[YOUR OBJECTIVE] Find the line with "arm in the photo above." in the data below, then restate it and all remaining lines exactly, adding nothing.

Top of AVAILABLE DATA

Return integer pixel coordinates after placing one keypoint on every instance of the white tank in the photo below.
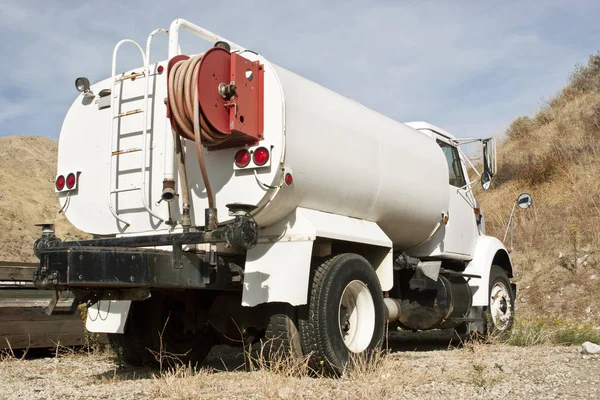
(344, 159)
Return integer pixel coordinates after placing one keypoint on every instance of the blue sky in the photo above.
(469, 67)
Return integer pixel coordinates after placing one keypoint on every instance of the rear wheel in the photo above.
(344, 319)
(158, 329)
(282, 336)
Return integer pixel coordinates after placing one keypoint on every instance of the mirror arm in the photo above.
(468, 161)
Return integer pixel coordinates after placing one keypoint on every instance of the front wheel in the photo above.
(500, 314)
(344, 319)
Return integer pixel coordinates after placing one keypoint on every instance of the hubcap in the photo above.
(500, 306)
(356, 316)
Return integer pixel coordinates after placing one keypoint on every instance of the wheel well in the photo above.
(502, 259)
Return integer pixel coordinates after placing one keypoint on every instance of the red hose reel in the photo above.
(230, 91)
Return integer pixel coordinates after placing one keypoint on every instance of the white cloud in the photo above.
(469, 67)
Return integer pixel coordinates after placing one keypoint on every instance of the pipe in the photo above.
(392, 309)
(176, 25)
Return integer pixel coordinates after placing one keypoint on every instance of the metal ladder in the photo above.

Bottom of AVAILABLE DATA

[EXERCISE SOLUTION]
Return integer pixel coordinates after placing one keypoint on every instance of the mirror arm in the photo above.
(468, 161)
Return integer pixel coordinates after placing one keypoint on every instance of the front wheel in the photo above.
(500, 314)
(344, 319)
Return integer pixel coordinates after placing one keypoint on every instance of the hubcap in the photo above.
(500, 306)
(356, 316)
Return integer pixel coordinates after placing one keypoint on every instance of the wheel well in the photo above.
(502, 259)
Return integer pixel coordinates after placing one keypoint on every instance of the red hose reel in the photo above.
(230, 91)
Return integer pixel coordinates after placing one keypoint on every instance of the white cloud in the photo above.
(469, 67)
Return integer pixel coordinates after placing one keypoint on every instance of the pipe in the photo above.
(392, 309)
(176, 25)
Return integer pixel coordinates after placing one keypoint on every instance of the metal ladder in the photo above.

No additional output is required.